## Textausschnitt:
☆ ☆ ☆

Kummers Forschungen stützen sich auf eine Fülle neu erschlossener Schrift- und Bildquellen. Allein achtzig architektonische Entwürfe werden sorgfältig ausgewertet, darunter ein früher unbeachtetes Plankonvolut in der Berliner Kunstbibliothek. Dank der intensiven Auseinandersetzung mit der allmählichen Gestaltwerdung der Residenz kristallisiert sich jetzt viel deutlicher heraus, welche Persönlichkeiten für die Architektur als Ganzes und welche für ihre Teile verantwortlich waren.

Wie die Rollen von Bauherren und Baumeistern in dem langwierigen Planungs- und Bauprozess genau verteilt waren; welche historischen Hintergründe zur außerordentlichen Größe der Residenz geführt haben; welche unterschiedlichen Funktionen dieses Gebäude eigentlich erfüllte – diese und viele andere Fragen werden in dem neuerschienenen Werk beantwortet. Aus der umfassenden Klärung der Entstehungsgeschichte zeichnet sich aber auch der einzigartige Rang der Würzburger Residenz innerhalb der barocken Schlossbaukunst klar ab.

☆ ☆ ☆

## Deine Aufgaben:
1. Gib an, in wie vielen Zeilen der Einträge die Zeichenfolge „shirt" vorkommt. Nenne nur die Zahl.
2. Fahre mit dem Textausschnitt über die Würzburger Residenz nach seinem letzten Satz fort.

## Einträge:
☆ ☆ ☆

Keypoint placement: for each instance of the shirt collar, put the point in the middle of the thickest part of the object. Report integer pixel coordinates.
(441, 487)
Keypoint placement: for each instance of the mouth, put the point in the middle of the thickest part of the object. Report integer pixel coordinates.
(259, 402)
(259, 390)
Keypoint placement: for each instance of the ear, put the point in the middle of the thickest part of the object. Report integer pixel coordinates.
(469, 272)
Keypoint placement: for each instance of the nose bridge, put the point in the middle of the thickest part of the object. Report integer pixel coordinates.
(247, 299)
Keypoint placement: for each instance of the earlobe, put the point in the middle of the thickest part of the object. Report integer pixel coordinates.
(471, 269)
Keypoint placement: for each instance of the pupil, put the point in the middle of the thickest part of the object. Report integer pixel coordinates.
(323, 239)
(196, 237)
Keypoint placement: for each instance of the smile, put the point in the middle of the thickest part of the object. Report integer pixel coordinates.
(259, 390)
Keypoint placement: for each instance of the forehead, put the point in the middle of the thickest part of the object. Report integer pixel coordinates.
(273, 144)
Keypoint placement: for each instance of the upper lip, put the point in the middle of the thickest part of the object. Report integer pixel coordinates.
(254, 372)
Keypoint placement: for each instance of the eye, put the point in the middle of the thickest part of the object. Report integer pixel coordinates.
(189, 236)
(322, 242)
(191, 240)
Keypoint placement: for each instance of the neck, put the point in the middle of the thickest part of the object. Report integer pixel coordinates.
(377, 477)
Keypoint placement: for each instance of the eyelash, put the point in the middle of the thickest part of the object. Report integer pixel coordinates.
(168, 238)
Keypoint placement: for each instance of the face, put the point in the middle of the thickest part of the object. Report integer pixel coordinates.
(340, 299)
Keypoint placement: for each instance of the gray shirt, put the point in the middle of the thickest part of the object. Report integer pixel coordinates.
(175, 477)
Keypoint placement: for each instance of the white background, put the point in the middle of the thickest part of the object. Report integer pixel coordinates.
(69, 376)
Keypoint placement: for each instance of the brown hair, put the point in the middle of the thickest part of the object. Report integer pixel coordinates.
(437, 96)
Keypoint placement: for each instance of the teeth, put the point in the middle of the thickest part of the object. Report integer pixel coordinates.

☆ ☆ ☆

## Lösungen:
1. 2

2.
„Das vorliegende Buch ist vom Ansatz her ein historisches Buch“, betont Kummer glich auf der ersten Seite. Es behandle baukünstlerische Fragen, doch das mögliche Missverständnis, dass Formgeschichte auf „l’art pour l’art“ hinauslaufe, wird sogleich entkräftet, schließlich seien die Formen der Geschichte unterworfen. Doch auch dabei allein bleibe es nicht: „Allerdings ist bei Kunstwerken stets zu bedenken, dass ihre Form die historischen Voraussetzungen, denen sie ihre Entstehung verdankt, transzendiert.“

Insofern sei die Würzburger Residenz „nicht nur ein Geschichtsdenkmal, sondern ein Monument ihrer selbst, indem ihre Form als einmalig erscheint.“ Sie wird verständlicher, wenn ihre Entstehungsbedingungen und ihre Formentwicklung geklärt sind. Beides ist nun in voraussetzungsvoller Fülle erschlossen.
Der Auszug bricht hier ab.